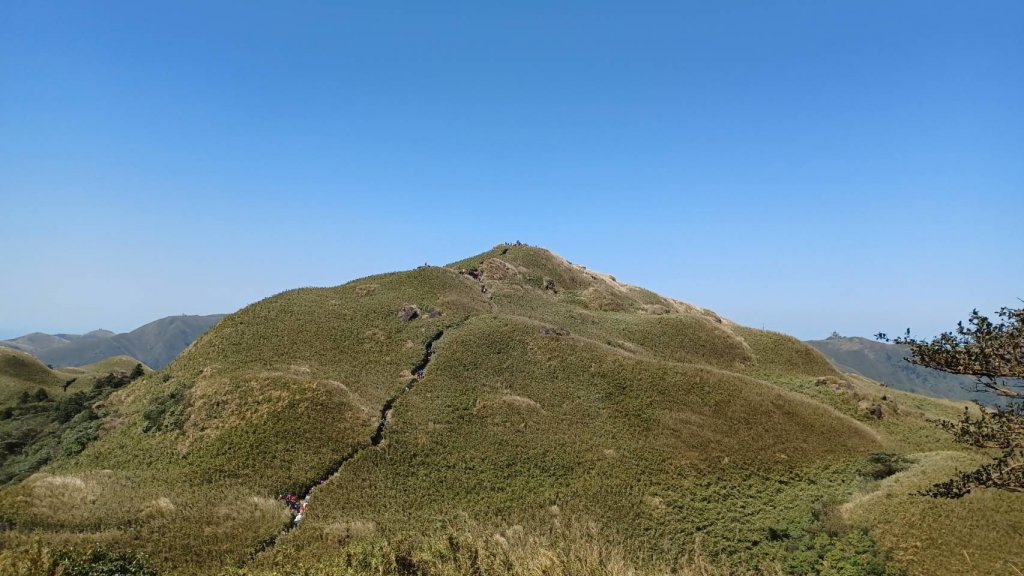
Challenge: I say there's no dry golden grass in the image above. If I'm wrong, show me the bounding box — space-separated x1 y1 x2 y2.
0 348 62 403
843 450 1024 576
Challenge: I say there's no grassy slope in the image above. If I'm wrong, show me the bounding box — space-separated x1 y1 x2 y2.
260 314 877 569
0 245 1019 575
0 350 149 405
0 350 150 403
0 351 153 486
842 450 1024 576
736 333 1024 574
0 349 63 405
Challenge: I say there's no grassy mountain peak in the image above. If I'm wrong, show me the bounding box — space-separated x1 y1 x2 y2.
1 245 1019 576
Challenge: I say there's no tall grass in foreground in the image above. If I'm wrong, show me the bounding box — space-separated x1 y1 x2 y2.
0 521 781 576
1 522 908 576
239 519 783 576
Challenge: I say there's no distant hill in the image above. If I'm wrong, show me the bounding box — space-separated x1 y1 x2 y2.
0 348 149 408
805 334 992 405
0 314 226 369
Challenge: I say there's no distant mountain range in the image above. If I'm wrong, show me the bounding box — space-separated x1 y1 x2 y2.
0 314 226 369
805 334 994 405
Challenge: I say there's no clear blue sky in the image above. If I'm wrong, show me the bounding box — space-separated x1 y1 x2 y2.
2 1 1021 341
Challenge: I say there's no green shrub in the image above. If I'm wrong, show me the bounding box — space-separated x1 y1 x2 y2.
863 453 912 480
51 548 157 576
783 529 902 576
142 383 189 432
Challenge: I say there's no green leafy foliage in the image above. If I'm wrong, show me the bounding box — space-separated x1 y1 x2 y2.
884 306 1024 498
918 405 1024 498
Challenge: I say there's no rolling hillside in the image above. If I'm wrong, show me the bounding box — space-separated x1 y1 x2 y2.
0 246 1018 576
805 335 991 405
0 349 151 487
1 314 227 370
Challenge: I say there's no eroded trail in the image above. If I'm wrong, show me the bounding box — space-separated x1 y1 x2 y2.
371 329 444 445
243 327 449 565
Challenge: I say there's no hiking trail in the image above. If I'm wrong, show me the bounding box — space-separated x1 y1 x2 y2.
457 265 498 314
242 327 449 565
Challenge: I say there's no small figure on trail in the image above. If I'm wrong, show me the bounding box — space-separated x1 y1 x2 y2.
415 369 425 379
280 494 307 515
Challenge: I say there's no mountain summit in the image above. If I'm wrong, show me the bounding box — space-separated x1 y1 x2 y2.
0 245 1016 575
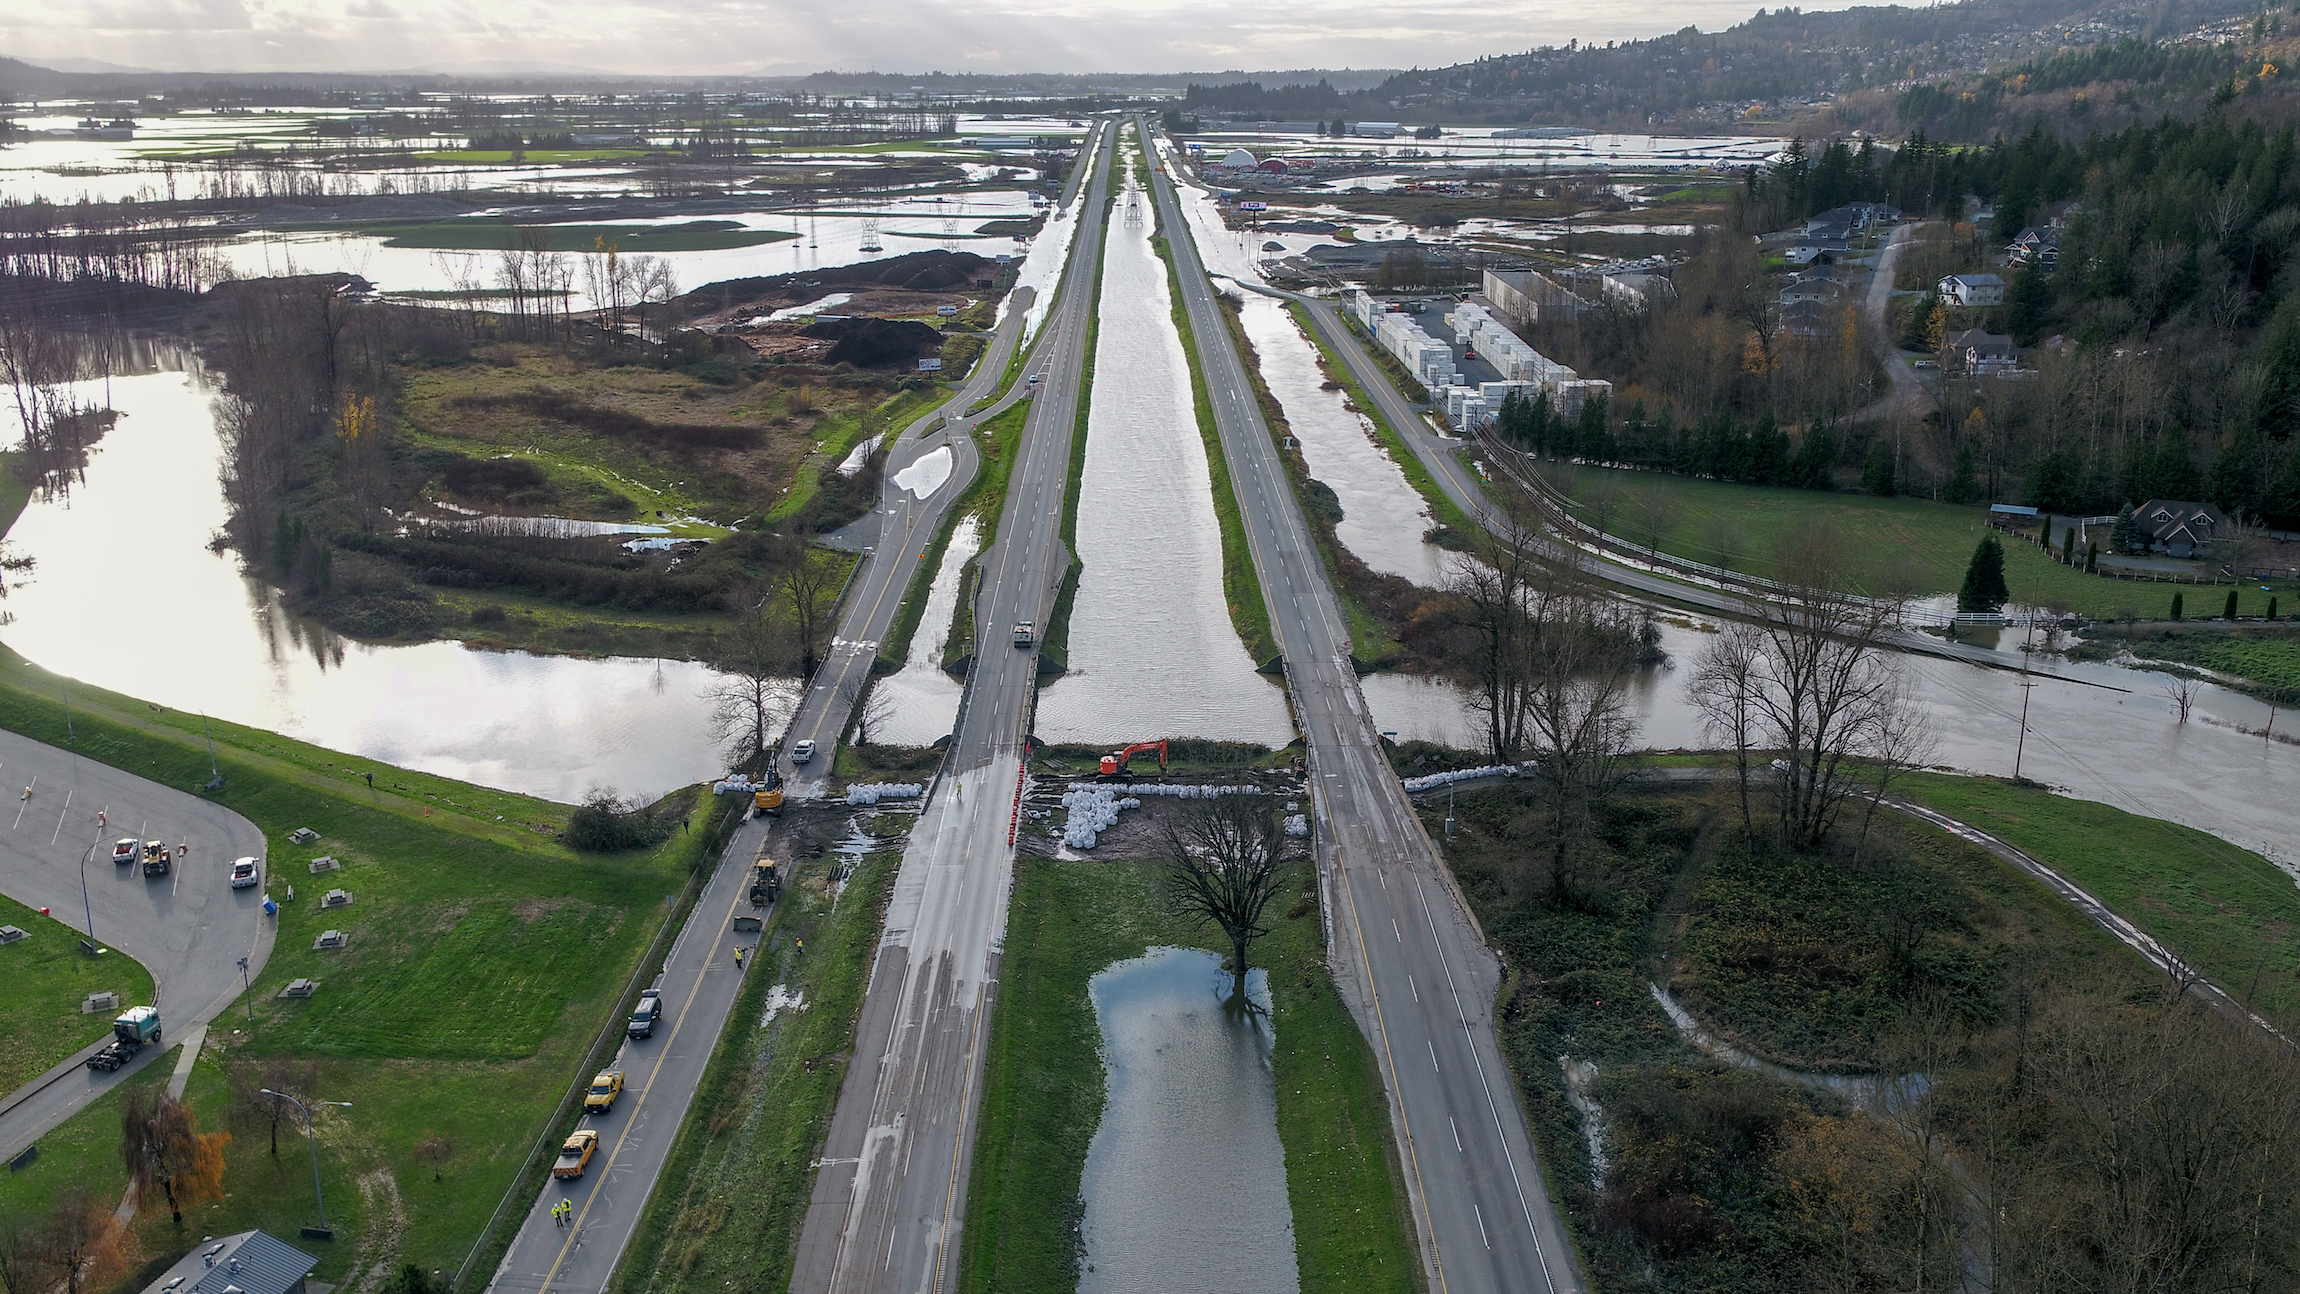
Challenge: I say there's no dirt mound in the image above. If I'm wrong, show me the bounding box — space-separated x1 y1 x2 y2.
**********
=== Work item ===
Nothing but an exact copy of the data, without its images, should make up your answer.

=== Solution for this exercise ===
Challenge: I say there's no dry golden grass in the image above. If I'm wrong, show me the bounding box — space-separated x1 y1 x2 y2.
0 348 62 403
843 450 1024 576
Challenge: I say there's no grassy slope in the image above. If I'm wrong, show me the bounding box — space-separated x1 y1 x2 y2.
260 314 877 569
0 245 1019 575
0 350 149 405
0 350 150 403
0 351 153 486
842 450 1024 576
736 333 1024 574
0 349 63 405
Challenge: I say there's no grassy mountain peak in the image above. If I'm wrong, show me the bounding box — space-separated x1 y1 x2 y2.
1 245 1019 576
Challenge: I say there's no tall grass in foreground in the image above. If I'm wrong, show me the bounding box — space-separated x1 y1 x2 y2.
0 521 781 576
1 522 908 576
239 519 783 576
Challenge: I say there's no distant hill in the image above. If I'm wrong, show me the bounding box — space-separated x1 y1 x2 y2.
0 348 149 408
805 334 992 405
0 314 226 369
Challenge: I say there's no distant mountain range in the image above. If I'm wrong, show me the bounding box — space-separated x1 y1 x2 y2.
0 314 226 369
805 334 994 405
Challenge: I say there's no clear blue sky in the image above. If I'm wrong, show me the bounding box — space-separated x1 y1 x2 y2.
2 1 1021 341
Challenge: I say there's no green shrub in the image above. If I'm wrong, show me the bounding box — space-separated x1 y1 x2 y2.
863 453 912 480
51 548 157 576
783 529 902 576
142 383 189 432
Challenge: I say there's no green leafy foliage in the image above. If I'm wrong, show me the bounding box — space-separated x1 y1 x2 y2.
884 306 1024 498
918 405 1024 498
Challenge: I say there's no rolling hillside in the image above. If I'm wrong, show me the bounding box — space-separated x1 y1 x2 y2.
0 246 1018 576
805 335 991 405
0 349 151 487
1 314 227 370
Challenge: I say there's no eroded trail in the image above. If I'm wrong, show me the bounding box — space-separated x1 y1 x2 y2.
371 329 444 445
243 327 449 565
Challenge: I say there's no hiking trail in the image above. If I'm wrong, show me the bounding box — space-separated x1 y1 x2 y2.
457 265 498 314
242 327 449 565
Challenge: I say there's no small figure on trail in the image above. If I'm wrong, show me the bounding box — space-separated x1 y1 x2 y2.
415 369 425 379
280 494 307 515
Challenge: I say there's no mountain summit in the image above. If I'm wrong, show me the bounding box — space-separated x1 y1 x2 y2.
0 245 1016 575
Challenge: I say there's no dirt mound in the image above. If I'm wrong, show me the bounding box — space-separated x1 y1 x2 y2.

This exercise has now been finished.